__AIM OF THE EXERCISE__
Copy word for word the part of the passage on the battle at Kanauj between "Barbak came out" and "the Delhi forces.", inclusive.

Barbak came out to meet the Delhi army and was joined by Mian Muhammad Khan Farmuli who was popularly known as Kala Pahad, a term that means Black Mountain. Farmuli was Sikandar and Barbak’s sister’s son and the governor of Awadh and Bahraich. He was known as a formidable fighter and commanding general, as the nick-name suggests. The battle that ensued at Kanauj was bloody and ruthless. During the battle, Kala Pahad was taken prisoner. Sikandar treated him with great courtesy, acknowledging his status as a governor of a province. He was persuaded to join the Delhi forces, which was not difficult since Sikandar was also Farmuli’s uncle. The Awadh forces now started to fight against Barbak, who became demoralised at this turn of events and fled to Badaun. The Jaunpur forces were defeated, Barbak was pursued in his flight, captured and compelled to surrender by the Delhi forces.

__DATASET__
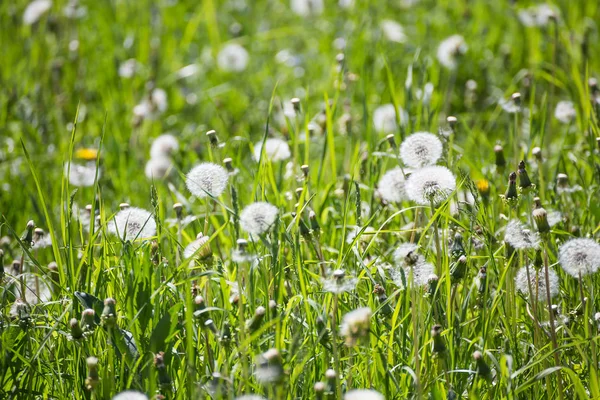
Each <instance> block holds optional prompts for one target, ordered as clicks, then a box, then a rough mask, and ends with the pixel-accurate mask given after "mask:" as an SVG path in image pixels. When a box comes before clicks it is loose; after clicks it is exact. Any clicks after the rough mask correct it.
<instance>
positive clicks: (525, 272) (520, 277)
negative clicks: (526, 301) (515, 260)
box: [515, 266, 560, 302]
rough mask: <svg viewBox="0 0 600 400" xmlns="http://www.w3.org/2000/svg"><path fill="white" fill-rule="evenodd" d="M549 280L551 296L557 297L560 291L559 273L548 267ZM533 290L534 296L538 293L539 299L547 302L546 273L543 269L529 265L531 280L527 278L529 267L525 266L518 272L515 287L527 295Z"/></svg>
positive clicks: (548, 277)
mask: <svg viewBox="0 0 600 400" xmlns="http://www.w3.org/2000/svg"><path fill="white" fill-rule="evenodd" d="M548 281H549V282H550V286H549V288H550V298H553V297H556V296H557V295H558V293H559V290H560V288H559V284H558V275H557V274H556V272H554V271H553V270H551V269H548ZM529 285H531V292H532V293H533V295H534V296H536V294H537V301H541V302H546V300H547V296H546V275H545V273H544V271H543V270H539V271H538V270H536V269H535V268H534V267H533V266H530V267H529V280H528V279H527V268H526V267H523V268H521V269H520V270H519V272H517V275H516V277H515V287H516V288H517V290H519V291H520V292H521V293H523V294H524V295H526V296H529V295H530V291H529Z"/></svg>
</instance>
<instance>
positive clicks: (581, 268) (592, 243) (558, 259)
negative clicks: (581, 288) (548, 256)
mask: <svg viewBox="0 0 600 400" xmlns="http://www.w3.org/2000/svg"><path fill="white" fill-rule="evenodd" d="M558 262H559V263H560V265H561V267H562V268H563V269H564V270H565V272H566V273H567V274H569V275H572V276H574V277H576V278H577V277H579V275H582V276H583V275H588V274H593V273H596V272H597V271H598V269H600V244H598V243H596V241H594V240H593V239H587V238H577V239H571V240H569V241H567V242H565V243H564V244H563V245H561V246H560V248H559V250H558Z"/></svg>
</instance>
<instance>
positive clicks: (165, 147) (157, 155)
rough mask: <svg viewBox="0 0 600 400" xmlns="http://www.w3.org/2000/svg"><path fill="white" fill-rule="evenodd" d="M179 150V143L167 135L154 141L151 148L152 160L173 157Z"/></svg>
mask: <svg viewBox="0 0 600 400" xmlns="http://www.w3.org/2000/svg"><path fill="white" fill-rule="evenodd" d="M178 150H179V141H178V140H177V138H176V137H175V136H173V135H170V134H168V133H167V134H164V135H160V136H159V137H157V138H156V139H154V141H153V142H152V146H151V147H150V158H159V157H171V156H172V155H173V153H175V152H177V151H178Z"/></svg>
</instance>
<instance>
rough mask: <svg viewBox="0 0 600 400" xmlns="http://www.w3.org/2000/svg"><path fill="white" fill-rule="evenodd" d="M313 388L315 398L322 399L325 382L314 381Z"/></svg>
mask: <svg viewBox="0 0 600 400" xmlns="http://www.w3.org/2000/svg"><path fill="white" fill-rule="evenodd" d="M314 390H315V397H316V399H317V400H322V399H323V394H324V393H325V383H323V382H317V383H315V386H314Z"/></svg>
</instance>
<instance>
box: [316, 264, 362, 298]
mask: <svg viewBox="0 0 600 400" xmlns="http://www.w3.org/2000/svg"><path fill="white" fill-rule="evenodd" d="M321 282H322V283H323V290H325V291H326V292H329V293H334V294H338V295H339V294H342V293H345V292H350V291H352V290H354V289H355V288H356V284H357V283H358V279H356V278H355V277H353V276H347V275H346V272H345V271H344V270H342V269H336V270H335V271H333V273H332V274H331V277H329V278H327V279H321Z"/></svg>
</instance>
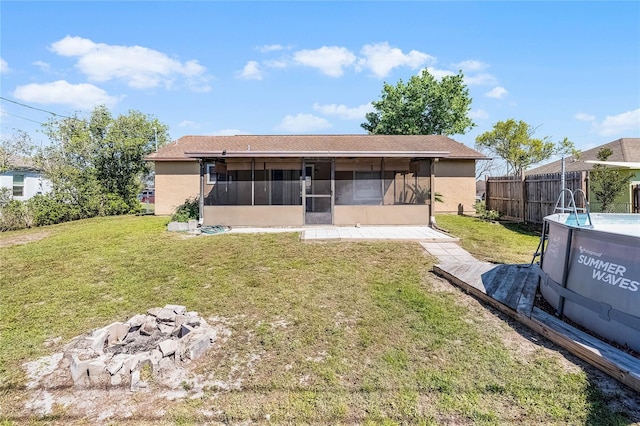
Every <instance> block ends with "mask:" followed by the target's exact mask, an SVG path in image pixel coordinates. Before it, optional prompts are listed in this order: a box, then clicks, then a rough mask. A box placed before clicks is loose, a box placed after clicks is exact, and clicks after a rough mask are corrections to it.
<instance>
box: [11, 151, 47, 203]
mask: <svg viewBox="0 0 640 426" xmlns="http://www.w3.org/2000/svg"><path fill="white" fill-rule="evenodd" d="M11 165H12V166H11V168H10V169H9V170H6V171H5V172H4V173H0V188H6V189H7V190H8V193H9V195H10V196H11V198H12V199H14V200H17V201H26V200H28V199H29V198H31V197H33V196H34V195H38V194H45V193H47V192H49V191H51V182H50V181H49V180H48V179H45V178H44V177H43V176H42V173H41V172H40V170H38V169H37V168H36V167H35V166H34V165H33V163H32V161H31V160H30V159H28V158H23V157H16V158H12V161H11Z"/></svg>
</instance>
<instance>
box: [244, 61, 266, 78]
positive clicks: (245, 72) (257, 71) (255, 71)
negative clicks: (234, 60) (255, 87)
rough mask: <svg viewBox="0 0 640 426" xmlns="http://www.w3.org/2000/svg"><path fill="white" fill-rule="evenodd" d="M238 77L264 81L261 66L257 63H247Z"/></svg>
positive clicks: (255, 62)
mask: <svg viewBox="0 0 640 426" xmlns="http://www.w3.org/2000/svg"><path fill="white" fill-rule="evenodd" d="M238 77H239V78H244V79H245V80H262V70H260V64H258V63H257V62H256V61H249V62H247V64H246V65H245V66H244V68H243V69H242V71H241V72H239V73H238Z"/></svg>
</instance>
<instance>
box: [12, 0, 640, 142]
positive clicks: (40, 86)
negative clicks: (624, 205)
mask: <svg viewBox="0 0 640 426" xmlns="http://www.w3.org/2000/svg"><path fill="white" fill-rule="evenodd" d="M0 14H1V15H0V16H1V34H0V35H1V44H0V58H1V60H0V64H1V66H0V78H1V86H0V93H1V95H0V96H2V97H3V98H5V99H8V100H11V101H15V102H19V103H21V104H24V105H28V106H30V107H34V108H39V109H44V110H46V111H50V112H54V113H57V114H61V115H71V114H73V113H78V114H80V115H81V116H86V115H88V114H89V113H90V111H91V110H92V108H93V106H94V105H96V104H106V105H107V106H108V107H109V108H110V110H111V111H112V113H113V114H114V115H118V114H126V113H127V111H129V110H132V109H133V110H139V111H141V112H143V113H145V114H150V115H154V116H156V117H158V119H160V120H161V121H162V122H164V123H166V124H167V125H168V126H169V127H170V135H171V137H172V139H177V138H179V137H180V136H183V135H188V134H198V135H227V134H351V133H360V134H361V133H365V131H364V130H363V129H362V128H361V127H360V124H361V123H362V122H363V121H364V114H365V113H366V112H367V111H370V110H371V106H370V103H371V101H374V100H378V99H379V98H380V94H381V91H382V87H383V83H384V82H387V83H391V84H396V83H397V82H398V80H399V79H402V80H403V81H407V80H408V79H409V78H410V77H411V76H412V75H415V74H418V73H420V71H421V70H422V69H424V68H425V67H426V68H428V69H429V70H430V71H431V72H432V73H433V74H434V75H436V76H442V75H446V74H447V73H456V72H457V71H458V70H459V69H461V70H463V72H464V75H465V82H466V84H467V85H468V88H469V91H470V94H471V96H472V98H473V103H472V111H471V116H472V117H473V119H474V121H475V123H476V124H477V126H476V127H475V128H474V129H473V130H471V131H470V132H468V133H467V134H465V135H453V136H452V137H453V138H454V139H456V140H458V141H460V142H463V143H465V144H467V145H469V146H473V144H474V141H475V137H476V136H477V135H479V134H480V133H482V132H485V131H488V130H491V128H492V126H493V124H494V123H496V122H497V121H501V120H507V119H509V118H514V119H516V120H523V121H525V122H527V123H529V124H531V125H532V126H535V127H537V131H536V134H535V135H536V136H539V137H543V136H549V137H550V138H551V139H552V140H561V139H563V138H564V137H568V138H569V139H570V140H572V141H573V142H574V143H575V144H576V145H577V147H578V148H580V149H583V150H584V149H588V148H591V147H594V146H597V145H600V144H603V143H606V142H610V141H612V140H615V139H618V138H620V137H640V2H636V1H629V2H604V1H603V2H578V1H565V2H540V1H538V2H485V1H478V2H461V1H451V2H428V1H424V2H418V1H413V2H365V1H358V2H302V1H300V2H293V1H290V2H287V1H283V2H266V1H263V2H244V1H236V2H209V1H191V2H172V1H165V2H149V1H141V2H128V1H113V2H78V1H71V2H56V1H47V2H30V1H15V2H14V1H5V0H3V1H2V2H0ZM5 99H2V100H0V101H1V102H0V108H1V109H0V113H1V115H0V119H1V120H2V123H1V128H0V131H1V132H2V137H3V138H6V137H9V136H10V135H11V134H12V132H13V129H21V130H25V131H28V132H29V133H30V134H31V135H32V137H33V139H34V140H35V141H36V142H39V143H47V141H46V139H45V137H44V136H43V135H42V133H39V132H38V131H37V130H38V128H39V125H38V124H37V123H35V122H44V121H46V120H47V119H49V118H51V117H52V115H50V114H48V113H46V112H43V111H39V110H36V109H32V108H28V107H26V106H23V105H18V104H16V103H13V102H10V101H7V100H5Z"/></svg>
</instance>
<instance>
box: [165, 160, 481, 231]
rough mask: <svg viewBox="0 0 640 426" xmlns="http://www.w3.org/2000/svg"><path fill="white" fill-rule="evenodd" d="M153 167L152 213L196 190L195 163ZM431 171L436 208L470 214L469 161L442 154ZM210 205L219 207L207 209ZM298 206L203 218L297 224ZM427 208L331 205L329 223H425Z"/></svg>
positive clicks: (362, 223)
mask: <svg viewBox="0 0 640 426" xmlns="http://www.w3.org/2000/svg"><path fill="white" fill-rule="evenodd" d="M155 168H156V178H155V186H156V205H155V213H156V214H157V215H169V214H172V213H173V212H174V211H175V208H176V207H177V206H179V205H180V204H182V203H183V202H184V201H185V199H186V198H188V197H193V196H198V195H199V189H200V181H199V165H198V162H196V161H190V162H187V161H180V162H160V161H158V162H156V164H155ZM435 176H436V177H435V190H436V192H438V193H441V194H442V195H443V199H444V203H436V205H435V210H436V213H456V212H458V204H462V205H463V208H464V212H465V213H468V214H473V213H474V210H473V204H474V203H475V162H474V161H469V160H466V161H465V160H446V159H441V160H440V161H439V162H438V163H437V164H436V169H435ZM427 179H428V178H427ZM385 199H386V197H385ZM210 209H219V210H217V211H214V210H211V211H210V212H209V210H210ZM302 209H303V207H302V206H205V221H206V222H208V223H206V224H208V225H217V224H223V225H230V226H301V225H302V224H303V220H304V215H303V212H302ZM428 209H429V206H428V205H422V206H420V205H395V206H335V210H334V223H335V224H336V225H355V224H356V223H360V224H380V225H383V224H427V223H428V215H429V212H428ZM221 219H225V220H221Z"/></svg>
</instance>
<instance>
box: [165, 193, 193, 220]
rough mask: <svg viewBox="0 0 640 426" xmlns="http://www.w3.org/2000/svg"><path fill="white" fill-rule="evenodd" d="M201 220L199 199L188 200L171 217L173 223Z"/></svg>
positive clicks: (192, 197)
mask: <svg viewBox="0 0 640 426" xmlns="http://www.w3.org/2000/svg"><path fill="white" fill-rule="evenodd" d="M199 218H200V200H199V199H198V197H192V198H187V199H186V200H184V203H182V204H181V205H180V206H178V208H177V209H176V212H175V213H174V214H173V216H171V221H173V222H188V221H189V219H199Z"/></svg>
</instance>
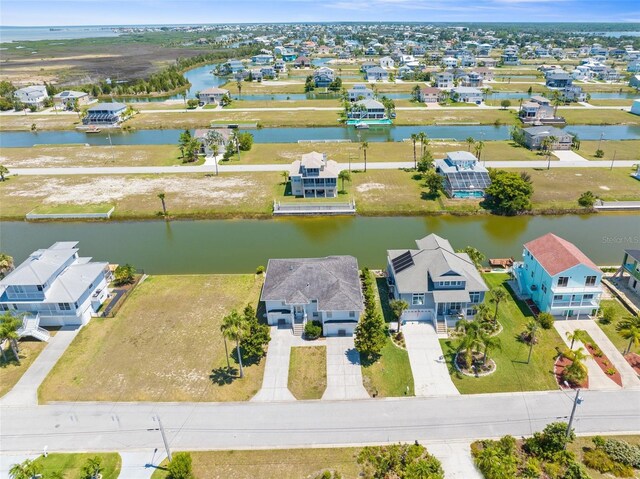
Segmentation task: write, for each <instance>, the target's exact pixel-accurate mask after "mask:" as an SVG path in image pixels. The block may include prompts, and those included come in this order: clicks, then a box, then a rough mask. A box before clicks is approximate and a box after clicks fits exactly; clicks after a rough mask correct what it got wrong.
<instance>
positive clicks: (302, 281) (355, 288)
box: [260, 256, 364, 311]
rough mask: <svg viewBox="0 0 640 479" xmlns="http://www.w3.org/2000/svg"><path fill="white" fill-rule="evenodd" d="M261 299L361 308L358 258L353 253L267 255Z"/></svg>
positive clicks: (359, 276) (334, 309)
mask: <svg viewBox="0 0 640 479" xmlns="http://www.w3.org/2000/svg"><path fill="white" fill-rule="evenodd" d="M260 299H261V300H262V301H284V302H285V303H287V304H305V303H310V302H311V300H313V299H315V300H317V301H318V310H319V311H362V310H363V309H364V307H363V302H362V291H361V288H360V276H359V273H358V261H357V260H356V259H355V258H354V257H353V256H327V257H326V258H294V259H270V260H269V263H268V264H267V273H266V278H265V282H264V287H263V288H262V295H261V298H260Z"/></svg>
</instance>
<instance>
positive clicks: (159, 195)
mask: <svg viewBox="0 0 640 479" xmlns="http://www.w3.org/2000/svg"><path fill="white" fill-rule="evenodd" d="M158 198H160V201H162V216H167V204H166V203H165V201H164V198H165V195H164V193H158Z"/></svg>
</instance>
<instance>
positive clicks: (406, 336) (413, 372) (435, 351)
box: [402, 322, 460, 396]
mask: <svg viewBox="0 0 640 479" xmlns="http://www.w3.org/2000/svg"><path fill="white" fill-rule="evenodd" d="M402 332H403V334H404V339H405V343H406V345H407V351H408V352H409V363H410V364H411V372H412V373H413V383H414V387H415V392H416V396H450V395H459V394H460V393H459V392H458V390H457V389H456V387H455V386H454V385H453V382H452V381H451V376H450V375H449V369H448V366H447V363H446V362H445V361H439V360H438V358H440V356H442V348H441V347H440V343H439V342H438V335H437V334H436V330H435V329H434V328H433V325H432V324H431V323H422V322H421V323H418V322H415V323H407V324H405V325H404V326H403V327H402Z"/></svg>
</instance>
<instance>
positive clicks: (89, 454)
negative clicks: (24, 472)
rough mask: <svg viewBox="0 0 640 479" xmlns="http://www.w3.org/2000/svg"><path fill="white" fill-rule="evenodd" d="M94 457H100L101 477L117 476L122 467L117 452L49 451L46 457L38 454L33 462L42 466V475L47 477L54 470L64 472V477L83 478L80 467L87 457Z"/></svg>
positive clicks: (85, 462) (64, 477)
mask: <svg viewBox="0 0 640 479" xmlns="http://www.w3.org/2000/svg"><path fill="white" fill-rule="evenodd" d="M94 457H99V458H100V459H102V467H103V470H102V479H117V478H118V476H119V475H120V468H121V467H122V459H121V457H120V454H118V453H117V452H98V453H69V454H59V453H51V454H48V455H47V457H44V456H40V457H39V458H38V459H36V460H35V462H36V463H38V464H40V465H41V466H42V473H43V475H44V477H49V474H51V473H54V472H61V473H63V474H64V478H65V479H82V478H84V475H83V474H82V468H83V467H84V465H85V463H86V462H87V460H88V459H91V458H94Z"/></svg>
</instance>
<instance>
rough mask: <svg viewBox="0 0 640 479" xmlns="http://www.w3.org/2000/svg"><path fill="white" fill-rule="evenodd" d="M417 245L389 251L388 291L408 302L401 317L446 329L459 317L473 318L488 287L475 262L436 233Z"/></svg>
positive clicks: (483, 298) (429, 236)
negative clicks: (404, 248)
mask: <svg viewBox="0 0 640 479" xmlns="http://www.w3.org/2000/svg"><path fill="white" fill-rule="evenodd" d="M416 246H417V249H398V250H388V251H387V282H388V284H389V292H390V294H391V295H392V296H393V298H395V299H403V300H405V301H406V302H407V304H408V305H409V307H408V308H407V309H406V310H405V311H404V313H403V314H402V317H401V320H402V321H403V322H405V321H428V322H432V323H433V325H434V327H436V329H437V330H438V331H440V332H446V328H447V327H454V326H455V324H456V322H457V321H458V320H460V319H469V318H472V317H473V315H474V314H475V308H476V306H477V305H478V304H480V303H482V302H483V301H484V296H485V293H486V292H487V291H488V290H489V288H488V287H487V285H486V284H485V282H484V280H483V279H482V276H480V273H479V272H478V270H477V268H476V267H475V265H474V264H473V261H471V259H470V258H469V256H468V255H467V254H466V253H456V252H455V251H454V249H453V247H452V246H451V244H450V243H449V241H447V240H446V239H444V238H441V237H440V236H438V235H435V234H430V235H429V236H426V237H425V238H422V239H420V240H417V241H416Z"/></svg>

__RESPONSE TO THE EXERCISE__
Barbak came out to meet the Delhi army and was joined by Mian Muhammad Khan Farmuli who was popularly known as Kala Pahad, a term that means Black Mountain. Farmuli was Sikandar and Barbak’s sister’s son and the governor of Awadh and Bahraich. He was known as a formidable fighter and commanding general, as the nick-name suggests. The battle that ensued at Kanauj was bloody and ruthless. During the battle, Kala Pahad was taken prisoner. Sikandar treated him with great courtesy, acknowledging his status as a governor of a province. He was persuaded to join the Delhi forces, which was not difficult since Sikandar was also Farmuli’s uncle. The Awadh forces now started to fight against Barbak, who became demoralised at this turn of events and fled to Badaun. The Jaunpur forces were defeated, Barbak was pursued in his flight, captured and compelled to surrender by the Delhi forces.